→ **Task description**: Edit the data below by replacing every "Trace" with "Outline" and leaving everything else unchanged. Omit the pictures from your answer.

→ **Task material**:
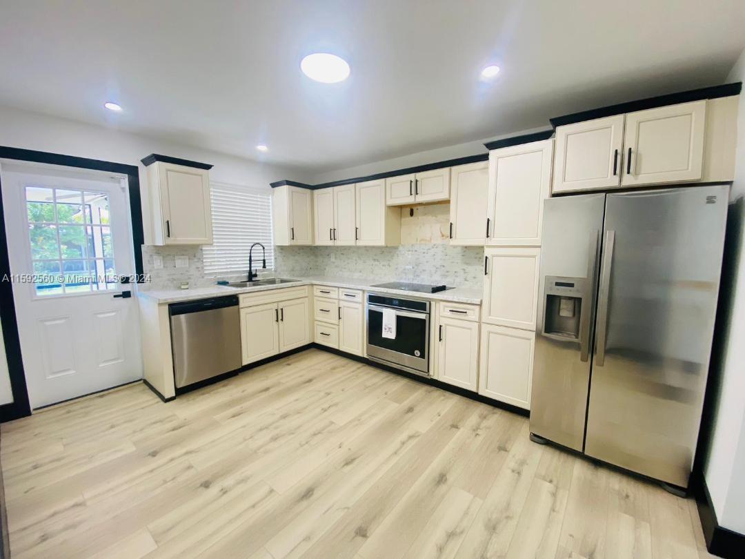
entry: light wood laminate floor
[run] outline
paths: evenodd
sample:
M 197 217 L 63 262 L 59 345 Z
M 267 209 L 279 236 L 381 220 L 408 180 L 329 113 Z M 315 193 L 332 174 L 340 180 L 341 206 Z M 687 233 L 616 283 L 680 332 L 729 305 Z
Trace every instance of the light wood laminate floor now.
M 708 556 L 691 500 L 318 350 L 2 426 L 13 558 Z

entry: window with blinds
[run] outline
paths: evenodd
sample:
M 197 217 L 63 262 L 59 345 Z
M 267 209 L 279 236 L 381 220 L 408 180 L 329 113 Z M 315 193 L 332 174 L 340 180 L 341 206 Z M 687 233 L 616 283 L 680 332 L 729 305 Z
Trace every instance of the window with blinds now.
M 272 195 L 269 189 L 210 183 L 213 244 L 202 247 L 206 276 L 248 272 L 248 251 L 255 242 L 267 249 L 267 269 L 274 268 Z M 254 269 L 261 267 L 261 248 L 253 249 Z

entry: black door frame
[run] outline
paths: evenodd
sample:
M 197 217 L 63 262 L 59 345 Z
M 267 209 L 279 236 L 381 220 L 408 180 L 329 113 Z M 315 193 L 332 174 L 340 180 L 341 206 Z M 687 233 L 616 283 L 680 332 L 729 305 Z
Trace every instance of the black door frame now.
M 139 168 L 137 165 L 90 160 L 86 157 L 75 157 L 46 151 L 0 146 L 0 160 L 3 159 L 59 165 L 65 167 L 103 171 L 127 175 L 130 195 L 130 214 L 132 221 L 132 243 L 135 257 L 135 275 L 139 281 L 142 280 L 143 274 L 142 246 L 145 242 L 145 233 L 142 229 Z M 10 277 L 10 262 L 8 257 L 5 212 L 2 200 L 1 183 L 0 183 L 0 326 L 2 327 L 2 335 L 5 341 L 5 355 L 7 359 L 8 373 L 10 376 L 10 388 L 13 391 L 13 402 L 0 405 L 0 423 L 24 417 L 31 414 L 31 408 L 28 401 L 28 391 L 26 387 L 26 376 L 23 370 L 23 359 L 21 356 L 21 341 L 18 333 L 18 322 L 16 319 L 13 285 L 10 281 L 2 281 L 2 278 Z

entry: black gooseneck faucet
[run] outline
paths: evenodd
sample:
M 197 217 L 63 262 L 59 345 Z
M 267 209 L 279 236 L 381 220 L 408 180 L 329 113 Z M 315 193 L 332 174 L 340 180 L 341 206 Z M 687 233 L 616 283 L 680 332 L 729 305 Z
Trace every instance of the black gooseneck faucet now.
M 261 244 L 261 243 L 254 243 L 253 244 L 251 245 L 251 247 L 248 249 L 248 281 L 250 282 L 253 282 L 253 278 L 256 277 L 259 275 L 255 271 L 253 271 L 253 260 L 252 258 L 252 254 L 253 253 L 253 247 L 256 247 L 257 244 L 261 247 L 261 250 L 263 251 L 263 253 L 261 255 L 261 268 L 264 268 L 264 270 L 266 270 L 267 268 L 267 249 L 265 249 L 264 247 L 264 245 Z

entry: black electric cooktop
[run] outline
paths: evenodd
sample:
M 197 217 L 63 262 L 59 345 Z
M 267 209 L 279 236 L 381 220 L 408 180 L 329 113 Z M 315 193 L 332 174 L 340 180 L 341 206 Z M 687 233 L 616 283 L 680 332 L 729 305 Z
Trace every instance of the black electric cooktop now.
M 378 283 L 371 287 L 381 287 L 385 289 L 401 289 L 404 291 L 419 291 L 419 293 L 437 293 L 448 288 L 445 285 L 431 285 L 428 283 L 409 283 L 408 282 L 389 282 Z

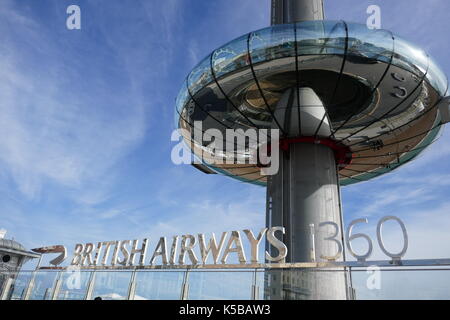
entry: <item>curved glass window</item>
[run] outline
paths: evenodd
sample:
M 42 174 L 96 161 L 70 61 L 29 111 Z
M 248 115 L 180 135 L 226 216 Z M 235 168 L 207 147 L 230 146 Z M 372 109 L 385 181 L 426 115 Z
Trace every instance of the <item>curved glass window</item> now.
M 250 54 L 253 64 L 278 58 L 295 57 L 294 25 L 276 25 L 252 32 Z
M 208 55 L 203 59 L 194 69 L 188 77 L 189 90 L 192 96 L 194 96 L 200 89 L 206 86 L 213 80 L 211 74 L 211 55 Z
M 190 99 L 189 92 L 187 90 L 187 80 L 184 80 L 180 93 L 178 94 L 177 101 L 176 101 L 176 107 L 178 113 L 181 113 L 183 110 L 183 107 L 186 105 L 186 102 Z
M 345 54 L 347 33 L 342 21 L 304 21 L 296 26 L 298 55 Z
M 428 55 L 411 43 L 395 37 L 392 64 L 422 77 L 428 70 Z
M 248 34 L 245 34 L 213 52 L 212 66 L 216 78 L 250 64 L 247 39 Z
M 437 90 L 437 92 L 443 96 L 447 91 L 448 79 L 447 76 L 442 72 L 442 69 L 436 63 L 436 61 L 430 58 L 430 67 L 427 73 L 427 80 L 430 84 Z
M 348 55 L 389 63 L 394 50 L 392 33 L 370 30 L 366 25 L 348 24 Z

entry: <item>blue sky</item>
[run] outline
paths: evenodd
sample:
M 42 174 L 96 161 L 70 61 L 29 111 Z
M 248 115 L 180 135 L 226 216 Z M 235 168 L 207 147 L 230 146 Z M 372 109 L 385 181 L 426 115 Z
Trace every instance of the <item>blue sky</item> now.
M 66 28 L 71 4 L 81 8 L 81 30 Z M 450 74 L 448 1 L 329 0 L 326 16 L 365 23 L 370 4 L 381 7 L 383 28 Z M 257 232 L 265 189 L 172 164 L 170 135 L 186 74 L 223 43 L 268 26 L 269 8 L 268 0 L 2 0 L 0 228 L 27 248 L 69 250 Z M 444 130 L 415 162 L 343 188 L 346 223 L 368 217 L 373 234 L 380 217 L 396 215 L 410 234 L 407 257 L 449 257 L 448 138 Z M 399 235 L 386 229 L 393 251 Z

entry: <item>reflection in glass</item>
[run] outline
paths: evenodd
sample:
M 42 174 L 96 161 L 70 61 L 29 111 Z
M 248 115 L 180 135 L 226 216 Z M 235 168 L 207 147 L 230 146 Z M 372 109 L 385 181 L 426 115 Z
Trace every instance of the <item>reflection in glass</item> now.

→ **Solution for this task**:
entry: light wood laminate floor
[run] outline
paths: evenodd
sample:
M 197 217 L 63 262 L 59 345 Z
M 267 209 L 279 236 L 381 220 L 408 180 L 329 113 Z M 315 193 L 332 174 L 340 180 L 341 206 Z M 687 233 L 616 283 L 680 332 L 729 305 Z
Outline every instance of the light wood laminate floor now.
M 708 556 L 691 500 L 318 350 L 2 426 L 13 558 Z

entry: window with blinds
[run] outline
paths: evenodd
sample:
M 197 217 L 63 262 L 59 345 Z
M 267 209 L 279 236 L 381 220 L 408 180 L 329 113 Z M 315 193 L 332 174 L 340 180 L 341 206 Z M 687 233 L 616 283 L 680 332 L 729 305 Z
Outline every instance of the window with blinds now.
M 272 195 L 269 189 L 210 183 L 213 244 L 202 247 L 206 276 L 248 272 L 248 251 L 255 242 L 267 249 L 267 269 L 274 268 Z M 254 269 L 261 267 L 261 248 L 253 249 Z

entry: black door frame
[run] outline
paths: evenodd
sample:
M 197 217 L 63 262 L 59 345 Z
M 267 209 L 279 236 L 381 220 L 408 180 L 329 113 Z M 315 193 L 332 174 L 340 180 L 341 206 Z M 687 233 L 616 283 L 680 332 L 729 305 Z
Outline every instance of the black door frame now.
M 139 168 L 137 165 L 90 160 L 86 157 L 75 157 L 46 151 L 0 146 L 0 160 L 3 159 L 59 165 L 65 167 L 103 171 L 127 175 L 130 195 L 130 214 L 132 221 L 132 243 L 135 257 L 135 275 L 139 281 L 142 280 L 143 274 L 142 246 L 145 242 L 145 233 L 142 229 Z M 10 277 L 10 262 L 8 257 L 5 212 L 2 200 L 1 183 L 0 183 L 0 326 L 2 327 L 2 335 L 5 341 L 5 355 L 7 359 L 8 373 L 10 376 L 10 388 L 13 391 L 13 402 L 0 405 L 0 423 L 24 417 L 31 414 L 31 408 L 28 401 L 28 391 L 26 387 L 26 376 L 23 370 L 23 359 L 21 356 L 21 341 L 18 333 L 18 322 L 16 319 L 13 285 L 10 281 L 2 281 L 2 278 Z

entry: black gooseneck faucet
[run] outline
paths: evenodd
sample:
M 197 217 L 63 262 L 59 345 Z
M 267 209 L 279 236 L 381 220 L 408 180 L 329 113 Z M 315 193 L 332 174 L 340 180 L 341 206 Z M 687 233 L 616 283 L 680 332 L 729 305 Z
Outline every instance of the black gooseneck faucet now.
M 261 244 L 261 243 L 254 243 L 253 244 L 251 245 L 251 247 L 248 249 L 248 281 L 250 282 L 253 282 L 253 278 L 256 277 L 259 275 L 255 271 L 253 271 L 253 260 L 252 258 L 252 254 L 253 253 L 253 247 L 256 247 L 257 244 L 261 247 L 261 250 L 263 251 L 263 253 L 261 255 L 261 268 L 264 268 L 264 270 L 266 270 L 267 268 L 267 249 L 265 249 L 264 247 L 264 245 Z

entry: black electric cooktop
[run] outline
paths: evenodd
sample:
M 197 217 L 63 262 L 59 345 Z
M 267 209 L 279 236 L 381 220 L 408 180 L 329 113 Z M 315 193 L 332 174 L 340 180 L 341 206 Z M 687 233 L 616 283 L 680 332 L 729 305 Z
Outline every instance of the black electric cooktop now.
M 378 283 L 371 287 L 381 287 L 385 289 L 401 289 L 404 291 L 419 291 L 419 293 L 437 293 L 448 288 L 445 285 L 431 285 L 428 283 L 409 283 L 408 282 L 389 282 Z

entry: <item>curved glass window</item>
[run] outline
paths: evenodd
sample:
M 42 174 L 96 161 L 70 61 L 29 111 Z
M 248 115 L 180 135 L 226 216 Z M 235 168 L 207 147 L 230 146 Z M 372 109 L 385 181 L 426 115 Z
Outline every instance of the <item>curved glass window</item> now.
M 250 54 L 253 64 L 278 58 L 295 57 L 294 25 L 276 25 L 252 32 Z
M 208 55 L 203 59 L 194 69 L 188 77 L 189 90 L 192 96 L 194 96 L 200 89 L 206 86 L 213 80 L 211 74 L 211 55 Z
M 190 99 L 189 92 L 187 90 L 187 80 L 184 80 L 180 93 L 178 94 L 177 101 L 176 101 L 176 107 L 178 113 L 181 113 L 183 110 L 183 107 L 186 105 L 186 102 Z
M 345 54 L 347 33 L 342 21 L 304 21 L 296 26 L 298 55 Z
M 428 55 L 411 43 L 395 37 L 392 64 L 422 77 L 428 70 Z
M 248 34 L 245 34 L 213 52 L 212 66 L 216 78 L 250 64 L 247 39 Z
M 437 90 L 437 92 L 443 96 L 447 91 L 448 79 L 447 76 L 442 72 L 442 69 L 436 63 L 436 61 L 430 58 L 430 67 L 427 73 L 427 80 L 430 84 Z
M 348 55 L 389 63 L 394 50 L 392 33 L 370 30 L 366 25 L 348 24 Z

entry: <item>blue sky</item>
[run] outline
paths: evenodd
sample:
M 42 174 L 96 161 L 70 61 L 29 111 Z
M 248 115 L 180 135 L 226 216 Z M 235 168 L 207 147 L 230 146 Z M 372 109 L 385 181 L 426 115 Z
Outline every instance of the <item>blue sky</item> now.
M 66 28 L 71 4 L 81 8 L 81 30 Z M 450 74 L 448 1 L 329 0 L 326 16 L 365 23 L 370 4 L 381 7 L 383 28 Z M 257 232 L 265 189 L 172 164 L 170 135 L 186 74 L 223 43 L 268 26 L 269 8 L 268 0 L 2 0 L 0 228 L 27 248 L 69 250 Z M 444 130 L 415 162 L 343 188 L 346 223 L 368 217 L 373 234 L 380 217 L 396 215 L 410 234 L 407 257 L 449 257 L 448 138 Z M 399 235 L 386 229 L 393 251 Z

entry: <item>reflection in glass</item>
[run] outline
paths: evenodd
sample:
M 42 174 L 96 161 L 70 61 L 29 111 Z
M 248 115 L 180 135 L 226 216 Z M 235 168 L 207 147 L 230 146 Z M 372 109 L 385 181 L 426 115 Z
Outline every instance of the <item>reflection in glass</item> now.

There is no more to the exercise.